== Instrução A ==
Na discussão sobre "enquanto" e "então", que palavra em espanhol o participante Outsider dá como equivalente de "então"?
== Instrução B ==
Prossiga a discussão sobre "enquanto" e "então" a partir da última frase mostrada.
═══ Trecho da página ═══
Uma dúvida: mientras não é enquanto no português?


----------



## dragona

Vanda said:


> Uma dúvida: mientras não é enquanto no português?


Sí, es así.

Entonces, ¿no puedo interpretar tampoco "então que és" como "mientras eres" o "ahora que *eres*" ("ahora que *sí* eres", pues después *no serás*)?


----------



## Tomby

Vanda said:


> em tão
> então
> Uma dúvida: mientras não é enquanto no português?


Mientras (ES) = Enquanto (PT) 
Exemplo: 
_Mientras tu estudias, yo escucho música_. = Enquanto tu estudas, eu escuto música. 
Boa noite!


----------



## Outsider

dragona said:


> Entonces, ¿no puedo interpretar tampoco "então que és" como "mientras eres" o "ahora que *eres*" ("ahora que *sí* eres", pues después *no serás*)?


No confunda _enquanto_ con _então_.


enquanto: _mientras_
então: _entonces_


----------



## XiaoRoel

imagina, entonces qué eres; no puedes ser sino
lo que has de ser: nada. No será menos que eso.

Creo que a tradución desde o pt. non ten dúbida. Outra cousa sería o orixinal (bengalí?, inglés?) do poema que podería dar outras traducións.

Un saúdo:

Xiao Roel


----------



## Outsider

Disiento:



XiaoRoel said:


> imagina, entonces, que eres; no puedes ser sino,
> lo que has de ser: nada. No será menos que eso.
═══ Extrato de dados ═══
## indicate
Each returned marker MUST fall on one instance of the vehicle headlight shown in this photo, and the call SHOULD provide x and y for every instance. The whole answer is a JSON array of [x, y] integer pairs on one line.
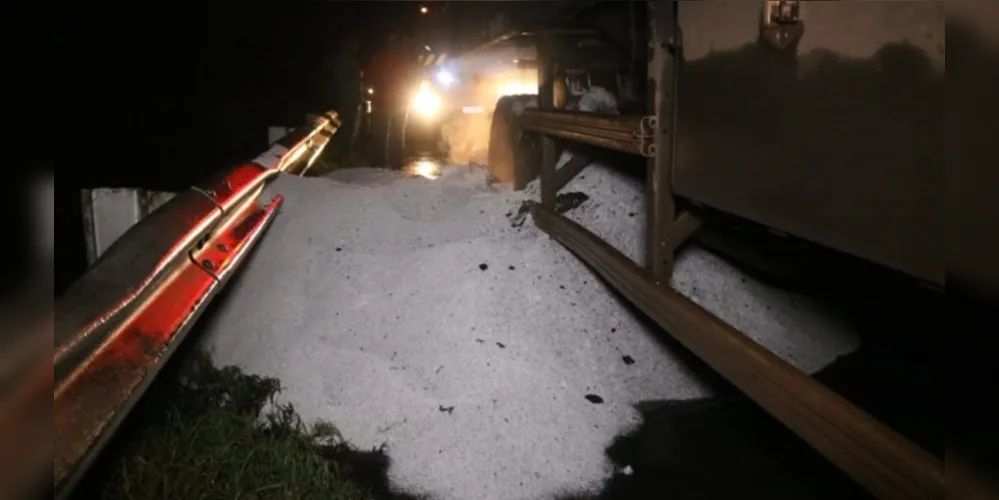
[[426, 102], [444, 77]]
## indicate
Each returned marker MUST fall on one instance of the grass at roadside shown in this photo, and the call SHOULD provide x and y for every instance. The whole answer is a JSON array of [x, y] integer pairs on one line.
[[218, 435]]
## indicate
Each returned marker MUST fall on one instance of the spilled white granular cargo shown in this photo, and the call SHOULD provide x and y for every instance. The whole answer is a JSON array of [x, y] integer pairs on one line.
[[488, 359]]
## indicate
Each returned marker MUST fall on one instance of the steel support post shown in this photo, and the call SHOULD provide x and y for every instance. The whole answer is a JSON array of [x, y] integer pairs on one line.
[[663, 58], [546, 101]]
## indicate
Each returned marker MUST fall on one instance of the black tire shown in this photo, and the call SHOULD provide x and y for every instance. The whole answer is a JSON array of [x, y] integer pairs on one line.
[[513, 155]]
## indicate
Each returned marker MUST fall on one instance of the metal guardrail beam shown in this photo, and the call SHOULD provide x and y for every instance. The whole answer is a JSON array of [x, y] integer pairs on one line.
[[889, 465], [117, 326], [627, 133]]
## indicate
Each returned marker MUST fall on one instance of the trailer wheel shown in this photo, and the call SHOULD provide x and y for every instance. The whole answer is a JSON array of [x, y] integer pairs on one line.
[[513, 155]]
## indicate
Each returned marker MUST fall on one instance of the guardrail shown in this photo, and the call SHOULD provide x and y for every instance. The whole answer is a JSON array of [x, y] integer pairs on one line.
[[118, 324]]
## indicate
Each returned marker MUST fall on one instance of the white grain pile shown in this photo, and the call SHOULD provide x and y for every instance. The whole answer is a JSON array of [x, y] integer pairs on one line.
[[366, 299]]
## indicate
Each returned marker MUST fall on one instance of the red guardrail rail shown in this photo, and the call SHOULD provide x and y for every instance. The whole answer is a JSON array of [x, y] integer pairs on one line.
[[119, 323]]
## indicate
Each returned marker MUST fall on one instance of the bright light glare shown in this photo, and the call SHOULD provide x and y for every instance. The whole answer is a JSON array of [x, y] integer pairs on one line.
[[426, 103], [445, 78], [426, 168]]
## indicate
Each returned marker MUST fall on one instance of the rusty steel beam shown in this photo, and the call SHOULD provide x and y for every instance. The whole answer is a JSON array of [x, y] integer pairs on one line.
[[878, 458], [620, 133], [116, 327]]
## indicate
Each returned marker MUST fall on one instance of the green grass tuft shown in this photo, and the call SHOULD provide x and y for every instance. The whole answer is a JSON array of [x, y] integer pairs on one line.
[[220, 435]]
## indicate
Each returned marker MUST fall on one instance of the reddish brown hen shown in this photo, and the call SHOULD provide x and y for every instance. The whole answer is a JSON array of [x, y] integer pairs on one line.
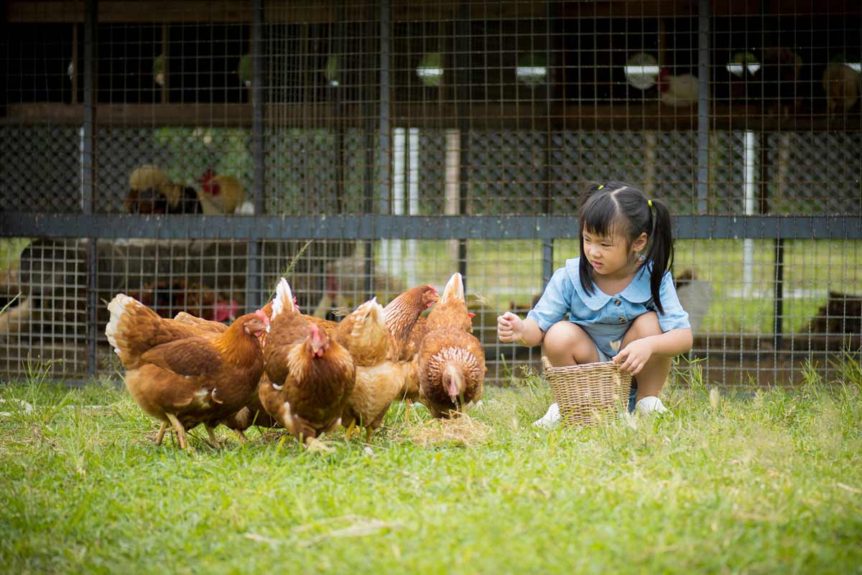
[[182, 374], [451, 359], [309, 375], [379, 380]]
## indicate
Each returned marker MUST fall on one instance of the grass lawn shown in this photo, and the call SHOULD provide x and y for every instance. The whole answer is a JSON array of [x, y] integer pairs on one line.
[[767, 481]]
═══
═══ Extrato de dados ═══
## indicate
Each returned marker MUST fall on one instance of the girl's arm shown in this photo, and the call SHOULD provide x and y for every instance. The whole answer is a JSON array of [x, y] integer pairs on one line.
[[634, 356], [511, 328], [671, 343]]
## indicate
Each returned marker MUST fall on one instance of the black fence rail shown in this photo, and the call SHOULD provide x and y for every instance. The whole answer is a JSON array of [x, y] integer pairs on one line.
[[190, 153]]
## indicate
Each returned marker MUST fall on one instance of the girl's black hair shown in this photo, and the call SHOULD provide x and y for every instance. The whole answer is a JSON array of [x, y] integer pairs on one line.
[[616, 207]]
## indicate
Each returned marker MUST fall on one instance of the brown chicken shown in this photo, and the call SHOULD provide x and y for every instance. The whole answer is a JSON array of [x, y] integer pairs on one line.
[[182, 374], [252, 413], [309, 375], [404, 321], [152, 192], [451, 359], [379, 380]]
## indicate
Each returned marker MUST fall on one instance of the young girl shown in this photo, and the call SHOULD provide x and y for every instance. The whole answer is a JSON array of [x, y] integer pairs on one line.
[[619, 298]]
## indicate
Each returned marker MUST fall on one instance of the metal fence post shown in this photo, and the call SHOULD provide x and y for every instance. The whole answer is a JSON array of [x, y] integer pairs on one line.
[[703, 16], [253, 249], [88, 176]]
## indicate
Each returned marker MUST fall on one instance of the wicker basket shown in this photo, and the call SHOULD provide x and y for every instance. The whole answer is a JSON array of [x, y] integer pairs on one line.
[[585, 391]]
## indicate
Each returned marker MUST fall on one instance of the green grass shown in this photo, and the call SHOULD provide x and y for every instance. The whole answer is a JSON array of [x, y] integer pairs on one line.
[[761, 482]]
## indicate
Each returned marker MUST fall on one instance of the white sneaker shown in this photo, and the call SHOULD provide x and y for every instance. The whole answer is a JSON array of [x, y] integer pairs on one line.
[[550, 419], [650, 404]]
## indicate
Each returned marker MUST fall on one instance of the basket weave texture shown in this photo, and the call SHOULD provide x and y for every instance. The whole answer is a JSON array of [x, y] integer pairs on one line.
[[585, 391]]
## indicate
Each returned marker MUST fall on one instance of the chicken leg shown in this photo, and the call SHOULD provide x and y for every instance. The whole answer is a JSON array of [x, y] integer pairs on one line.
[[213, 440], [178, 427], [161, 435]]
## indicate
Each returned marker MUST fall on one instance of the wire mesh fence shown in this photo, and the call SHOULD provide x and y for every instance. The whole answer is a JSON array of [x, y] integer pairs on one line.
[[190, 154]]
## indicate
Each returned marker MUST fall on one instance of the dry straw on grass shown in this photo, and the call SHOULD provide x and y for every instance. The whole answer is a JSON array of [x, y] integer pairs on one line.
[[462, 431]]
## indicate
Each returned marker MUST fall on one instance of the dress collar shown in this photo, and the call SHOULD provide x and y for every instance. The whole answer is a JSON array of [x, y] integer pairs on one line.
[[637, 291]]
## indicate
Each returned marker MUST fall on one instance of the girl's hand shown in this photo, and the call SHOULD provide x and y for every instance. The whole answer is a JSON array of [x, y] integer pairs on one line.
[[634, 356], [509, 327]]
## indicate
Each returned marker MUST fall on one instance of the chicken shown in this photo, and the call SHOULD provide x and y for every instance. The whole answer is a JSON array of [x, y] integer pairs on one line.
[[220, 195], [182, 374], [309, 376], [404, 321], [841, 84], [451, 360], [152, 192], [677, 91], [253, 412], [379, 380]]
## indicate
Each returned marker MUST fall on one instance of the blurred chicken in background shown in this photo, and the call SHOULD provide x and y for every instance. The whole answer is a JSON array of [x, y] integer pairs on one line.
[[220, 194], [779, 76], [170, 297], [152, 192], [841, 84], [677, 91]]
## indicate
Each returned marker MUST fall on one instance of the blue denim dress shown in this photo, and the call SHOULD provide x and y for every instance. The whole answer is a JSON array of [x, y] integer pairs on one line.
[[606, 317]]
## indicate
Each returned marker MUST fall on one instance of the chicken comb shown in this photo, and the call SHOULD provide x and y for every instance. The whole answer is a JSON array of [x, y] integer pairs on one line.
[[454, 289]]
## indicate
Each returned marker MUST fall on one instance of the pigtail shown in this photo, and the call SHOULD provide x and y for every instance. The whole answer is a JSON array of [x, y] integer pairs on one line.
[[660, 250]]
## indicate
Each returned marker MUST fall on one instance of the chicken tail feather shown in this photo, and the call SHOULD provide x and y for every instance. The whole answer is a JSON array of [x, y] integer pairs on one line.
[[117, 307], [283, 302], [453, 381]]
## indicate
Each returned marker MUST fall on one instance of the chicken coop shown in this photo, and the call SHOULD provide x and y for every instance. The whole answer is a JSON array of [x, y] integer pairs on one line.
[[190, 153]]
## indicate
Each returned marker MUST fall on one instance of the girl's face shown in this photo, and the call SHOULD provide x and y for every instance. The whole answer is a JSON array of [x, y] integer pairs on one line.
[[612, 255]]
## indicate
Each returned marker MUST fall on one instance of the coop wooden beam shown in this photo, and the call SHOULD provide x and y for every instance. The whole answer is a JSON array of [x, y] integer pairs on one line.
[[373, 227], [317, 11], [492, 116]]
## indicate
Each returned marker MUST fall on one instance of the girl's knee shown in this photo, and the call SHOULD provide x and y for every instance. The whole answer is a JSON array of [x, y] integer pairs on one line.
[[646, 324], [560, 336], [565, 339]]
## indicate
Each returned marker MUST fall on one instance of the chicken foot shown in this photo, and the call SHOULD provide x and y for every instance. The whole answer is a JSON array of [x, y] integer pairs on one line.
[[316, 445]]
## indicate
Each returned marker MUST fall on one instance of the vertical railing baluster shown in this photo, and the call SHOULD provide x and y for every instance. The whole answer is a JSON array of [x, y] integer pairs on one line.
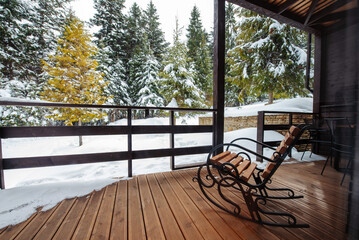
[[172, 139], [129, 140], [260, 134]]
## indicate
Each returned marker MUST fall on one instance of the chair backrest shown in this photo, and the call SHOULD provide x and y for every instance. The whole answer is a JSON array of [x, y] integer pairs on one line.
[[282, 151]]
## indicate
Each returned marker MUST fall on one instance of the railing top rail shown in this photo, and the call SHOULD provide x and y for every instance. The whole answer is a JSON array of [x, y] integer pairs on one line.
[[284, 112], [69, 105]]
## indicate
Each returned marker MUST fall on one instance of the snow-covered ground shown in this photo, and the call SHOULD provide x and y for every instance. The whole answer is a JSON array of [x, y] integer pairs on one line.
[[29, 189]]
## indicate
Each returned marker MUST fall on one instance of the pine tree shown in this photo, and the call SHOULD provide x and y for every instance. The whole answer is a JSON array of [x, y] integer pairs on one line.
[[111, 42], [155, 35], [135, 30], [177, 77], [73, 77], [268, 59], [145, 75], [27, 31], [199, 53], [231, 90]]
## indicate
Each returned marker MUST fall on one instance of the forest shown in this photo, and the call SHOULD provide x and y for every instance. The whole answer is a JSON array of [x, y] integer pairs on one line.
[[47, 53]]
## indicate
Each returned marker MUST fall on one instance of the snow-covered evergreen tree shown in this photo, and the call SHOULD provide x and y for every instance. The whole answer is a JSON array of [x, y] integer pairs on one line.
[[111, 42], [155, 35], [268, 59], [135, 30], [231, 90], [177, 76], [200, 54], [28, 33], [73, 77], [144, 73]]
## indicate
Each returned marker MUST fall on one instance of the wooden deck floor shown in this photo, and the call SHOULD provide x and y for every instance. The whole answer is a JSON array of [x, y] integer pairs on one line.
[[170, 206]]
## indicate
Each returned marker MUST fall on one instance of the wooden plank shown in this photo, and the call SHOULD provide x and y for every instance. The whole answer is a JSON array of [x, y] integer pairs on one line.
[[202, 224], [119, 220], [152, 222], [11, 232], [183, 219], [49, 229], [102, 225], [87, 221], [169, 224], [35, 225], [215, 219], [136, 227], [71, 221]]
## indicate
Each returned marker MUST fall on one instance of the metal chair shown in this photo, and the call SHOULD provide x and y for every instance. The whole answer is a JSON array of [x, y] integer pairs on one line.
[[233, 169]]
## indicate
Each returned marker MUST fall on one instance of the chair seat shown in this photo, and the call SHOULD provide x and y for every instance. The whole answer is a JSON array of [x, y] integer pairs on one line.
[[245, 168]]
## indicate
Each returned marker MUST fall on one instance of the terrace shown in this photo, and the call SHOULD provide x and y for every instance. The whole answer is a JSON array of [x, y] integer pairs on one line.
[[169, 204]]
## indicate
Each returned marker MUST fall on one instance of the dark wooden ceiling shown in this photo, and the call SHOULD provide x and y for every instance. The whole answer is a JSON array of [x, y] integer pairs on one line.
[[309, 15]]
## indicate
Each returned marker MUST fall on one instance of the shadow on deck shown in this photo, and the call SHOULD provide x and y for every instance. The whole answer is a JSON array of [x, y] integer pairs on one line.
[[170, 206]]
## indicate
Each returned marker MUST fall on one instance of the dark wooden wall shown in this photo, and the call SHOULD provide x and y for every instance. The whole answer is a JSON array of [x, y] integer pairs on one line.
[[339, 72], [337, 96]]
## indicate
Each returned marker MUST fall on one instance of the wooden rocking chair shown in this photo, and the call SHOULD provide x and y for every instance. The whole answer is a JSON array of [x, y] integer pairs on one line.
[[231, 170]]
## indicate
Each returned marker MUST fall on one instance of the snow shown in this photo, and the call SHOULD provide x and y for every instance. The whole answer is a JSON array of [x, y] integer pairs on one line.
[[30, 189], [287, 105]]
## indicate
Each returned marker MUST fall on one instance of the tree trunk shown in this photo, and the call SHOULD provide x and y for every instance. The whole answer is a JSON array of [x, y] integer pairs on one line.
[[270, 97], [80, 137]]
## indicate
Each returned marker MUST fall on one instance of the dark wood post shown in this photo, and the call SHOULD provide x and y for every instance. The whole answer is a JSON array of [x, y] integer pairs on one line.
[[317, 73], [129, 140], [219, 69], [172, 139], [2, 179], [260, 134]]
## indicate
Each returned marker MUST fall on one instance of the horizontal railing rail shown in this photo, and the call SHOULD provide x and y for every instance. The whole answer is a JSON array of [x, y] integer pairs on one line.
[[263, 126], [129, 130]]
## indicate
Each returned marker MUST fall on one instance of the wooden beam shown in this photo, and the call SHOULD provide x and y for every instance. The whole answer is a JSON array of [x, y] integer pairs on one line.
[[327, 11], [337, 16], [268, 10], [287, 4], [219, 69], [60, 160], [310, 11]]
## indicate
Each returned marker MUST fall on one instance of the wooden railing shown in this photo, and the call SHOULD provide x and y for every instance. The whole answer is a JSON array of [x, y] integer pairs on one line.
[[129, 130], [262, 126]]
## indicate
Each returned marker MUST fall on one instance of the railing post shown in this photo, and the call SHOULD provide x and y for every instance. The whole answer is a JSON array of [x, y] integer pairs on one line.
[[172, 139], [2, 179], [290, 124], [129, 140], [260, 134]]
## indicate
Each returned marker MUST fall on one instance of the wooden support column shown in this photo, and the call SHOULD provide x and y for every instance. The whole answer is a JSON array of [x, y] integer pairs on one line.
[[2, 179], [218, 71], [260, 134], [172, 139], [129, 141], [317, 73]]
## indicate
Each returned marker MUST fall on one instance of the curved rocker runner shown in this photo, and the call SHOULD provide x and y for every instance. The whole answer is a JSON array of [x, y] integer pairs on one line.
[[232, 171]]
═══
═══ Extrato de dados ═══
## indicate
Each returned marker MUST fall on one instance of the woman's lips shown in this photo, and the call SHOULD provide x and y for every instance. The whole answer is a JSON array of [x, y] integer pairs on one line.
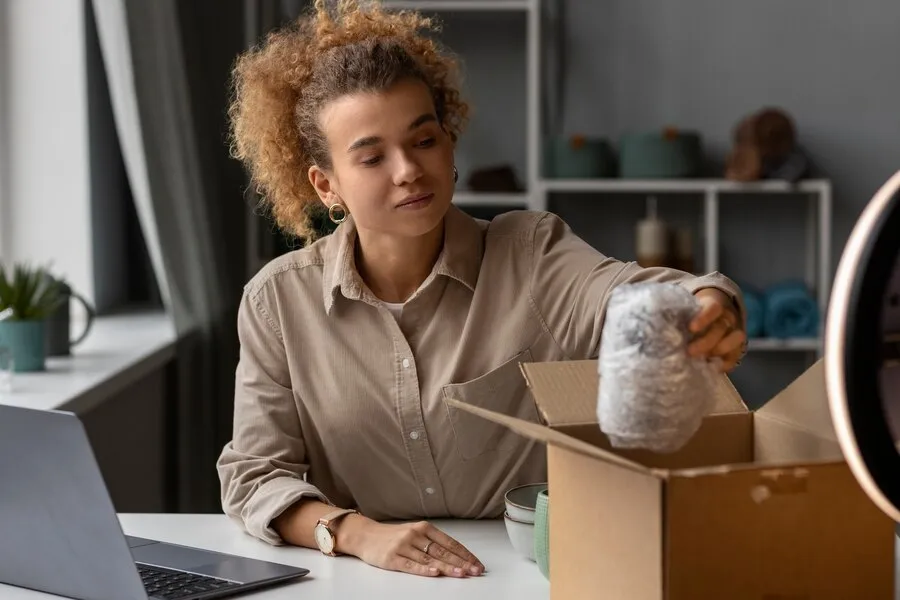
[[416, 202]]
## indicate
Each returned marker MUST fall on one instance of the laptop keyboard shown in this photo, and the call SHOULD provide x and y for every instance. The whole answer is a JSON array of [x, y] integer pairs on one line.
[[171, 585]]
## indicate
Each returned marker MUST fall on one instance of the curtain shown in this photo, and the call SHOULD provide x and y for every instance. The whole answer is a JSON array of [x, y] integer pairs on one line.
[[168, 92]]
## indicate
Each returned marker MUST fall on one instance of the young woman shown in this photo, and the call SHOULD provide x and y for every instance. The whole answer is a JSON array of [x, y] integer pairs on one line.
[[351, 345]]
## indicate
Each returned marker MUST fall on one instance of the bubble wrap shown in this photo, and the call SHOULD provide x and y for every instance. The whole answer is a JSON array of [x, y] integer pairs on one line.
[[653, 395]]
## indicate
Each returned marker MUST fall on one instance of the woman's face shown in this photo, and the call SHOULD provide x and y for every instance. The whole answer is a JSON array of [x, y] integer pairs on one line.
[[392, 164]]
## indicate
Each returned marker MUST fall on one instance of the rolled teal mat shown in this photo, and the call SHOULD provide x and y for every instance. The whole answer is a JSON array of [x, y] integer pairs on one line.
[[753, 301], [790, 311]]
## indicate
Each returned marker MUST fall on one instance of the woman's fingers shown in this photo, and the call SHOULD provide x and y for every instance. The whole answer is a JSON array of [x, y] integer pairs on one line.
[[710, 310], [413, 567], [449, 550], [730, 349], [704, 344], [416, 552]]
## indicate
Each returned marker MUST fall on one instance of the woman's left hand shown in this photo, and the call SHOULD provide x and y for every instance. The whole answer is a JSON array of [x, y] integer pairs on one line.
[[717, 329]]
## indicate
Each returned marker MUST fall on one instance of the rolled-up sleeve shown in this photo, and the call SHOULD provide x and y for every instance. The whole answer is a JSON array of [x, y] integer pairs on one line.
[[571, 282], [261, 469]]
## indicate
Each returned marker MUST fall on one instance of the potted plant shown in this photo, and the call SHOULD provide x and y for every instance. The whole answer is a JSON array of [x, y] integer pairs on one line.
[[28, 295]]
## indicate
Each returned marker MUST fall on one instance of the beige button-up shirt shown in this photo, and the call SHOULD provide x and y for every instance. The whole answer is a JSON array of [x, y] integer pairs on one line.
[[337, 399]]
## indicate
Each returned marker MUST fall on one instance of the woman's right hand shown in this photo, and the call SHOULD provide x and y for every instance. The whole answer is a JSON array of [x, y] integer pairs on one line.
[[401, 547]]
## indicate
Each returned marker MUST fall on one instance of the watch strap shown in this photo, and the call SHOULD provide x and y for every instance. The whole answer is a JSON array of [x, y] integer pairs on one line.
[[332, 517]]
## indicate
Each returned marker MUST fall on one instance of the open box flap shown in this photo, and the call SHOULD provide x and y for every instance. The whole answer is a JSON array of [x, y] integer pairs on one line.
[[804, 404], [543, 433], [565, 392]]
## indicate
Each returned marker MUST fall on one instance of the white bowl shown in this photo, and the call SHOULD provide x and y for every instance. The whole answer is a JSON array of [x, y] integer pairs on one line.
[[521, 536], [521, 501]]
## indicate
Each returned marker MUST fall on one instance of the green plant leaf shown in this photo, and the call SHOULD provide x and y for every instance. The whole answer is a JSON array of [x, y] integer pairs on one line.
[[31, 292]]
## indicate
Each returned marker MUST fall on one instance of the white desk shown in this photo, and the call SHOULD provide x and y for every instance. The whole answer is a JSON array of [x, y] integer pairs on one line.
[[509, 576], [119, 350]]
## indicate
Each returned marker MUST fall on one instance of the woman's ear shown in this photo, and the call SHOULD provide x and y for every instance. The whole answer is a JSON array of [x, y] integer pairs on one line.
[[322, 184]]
═══
== Resposta A ==
Entonces.

== Resposta B ==
----------



## okporip

Cheguei muito atrasado a esta discussão, que até parece ter se encerrado, mas me deu vontade de deixar minha contribuição.

Na interpretação da passagem, acho que a questão central é tomar o verbo "ser" na acepção de "existir" (lembremos do "cogito ergo sum" latino, comumente vertido ao português como "penso, logo existo"). 

Decorre daí, para mim, a impressão de que o poema não é assim tão bom -ou melhor: a tradução ao português pode ter sido mal feita, incluindo a questão da pontuação. Ou então, sua dose de "metafísica", como apontou dragona, é tão alta que me resulta difícil acompanhar a idéia. 

Porque, no fim das contas, o que se propõe é que a pessoa a quem o texto se dirige (o "tu") imagine-se existente: "imagina [imperativo], então, que és [que tens existência]". Se minha interpretação se sustenta, eu até usaria o subjuntivo: "imagina, então, que sejas/ existas".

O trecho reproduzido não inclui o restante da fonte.